- _Work required_:
Decide whether each statement agrees with the Hacker News comment below, and answer yes or no with the deciding words from it, quoted. 1. The commenter's test run used about 35 GB of an A100's memory. 2. The commenter says the authors tested tasks such as summarizing each chapter of a book. 3. In the commenter's test, the model answered the questions about the book correctly.

Hacker News new | ask | show | jobs
by bluecoconut 990 days ago
I think people are misreading this work, and assuming this is equivalent to full dense-attention. This is just saying its an efficiency gain over sliding window re-computation, where instead of computing the L^2 cost over and over (T times), you can re-use a cache and maintain perplexity. I don't think they are claiming that this allows for attending to content that was far away.

They tested by running concatenating and measuring -> `Q A Q A Q A Q A...` not by doing `Q Q Q Q A A A A...`

They also measure perplexity, showing that it produces "readable text" (coherent, locally viable); not that it is "extracting anything" from the big-triangle-gap of no-attention.

I think this would fail to be given a book, then write the first word of every paragraph. Or, given a book, write a 1 sentence summary of each chapter. I might be wrong, because they didn't test tasks like this, but I'd be very very surprised.

2 comments

EDIT: the authors have updated the readme to add a clarified FAQ section that directly addresses this: https://github.com/mit-han-lab/streaming-llm#faq

Just tested it - this definitely doesn't seem to be giving enhanced context length. It does run quickly though, can confirm it was using about 35 GB of an A100 RAM and pinned the usage for the entire duration.

I ran through by getting a book from project gutenberg, splitting it into paragraphs, and feeding them in paragraph by paragraph (asking it to say "okay" each paragraph), then at the end, asked some questions. It entirely hallucinated its answers. (also note: in the ~10 min of playing with this, i couldn't get the base model (lmsys/vicuna-13b-v1.3) to respond in english...)

- _Extracted data_:
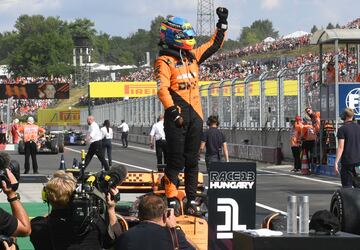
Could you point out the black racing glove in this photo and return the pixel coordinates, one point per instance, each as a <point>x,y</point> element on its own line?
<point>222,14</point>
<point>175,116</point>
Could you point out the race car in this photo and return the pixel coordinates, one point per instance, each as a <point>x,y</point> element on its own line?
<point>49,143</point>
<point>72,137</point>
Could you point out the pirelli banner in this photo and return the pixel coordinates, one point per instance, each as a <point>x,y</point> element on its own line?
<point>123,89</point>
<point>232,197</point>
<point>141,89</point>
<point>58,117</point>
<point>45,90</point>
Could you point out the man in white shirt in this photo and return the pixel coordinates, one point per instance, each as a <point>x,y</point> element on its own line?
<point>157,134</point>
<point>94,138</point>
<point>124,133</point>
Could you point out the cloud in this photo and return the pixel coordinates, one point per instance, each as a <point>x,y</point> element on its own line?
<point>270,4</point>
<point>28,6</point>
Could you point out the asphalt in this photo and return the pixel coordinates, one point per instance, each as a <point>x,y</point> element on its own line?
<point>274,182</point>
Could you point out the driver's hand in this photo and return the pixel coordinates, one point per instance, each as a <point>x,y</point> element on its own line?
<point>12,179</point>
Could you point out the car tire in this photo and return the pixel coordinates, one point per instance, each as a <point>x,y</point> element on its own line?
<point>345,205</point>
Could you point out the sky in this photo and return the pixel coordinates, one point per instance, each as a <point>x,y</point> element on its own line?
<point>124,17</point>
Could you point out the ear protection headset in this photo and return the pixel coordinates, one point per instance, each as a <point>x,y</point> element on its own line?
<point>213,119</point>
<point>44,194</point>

- _Result below_:
1. Yes: "can confirm it was using about 35 GB of an A100 RAM"
2. No: "they didn't test tasks like this"
3. No: "It entirely hallucinated its answers."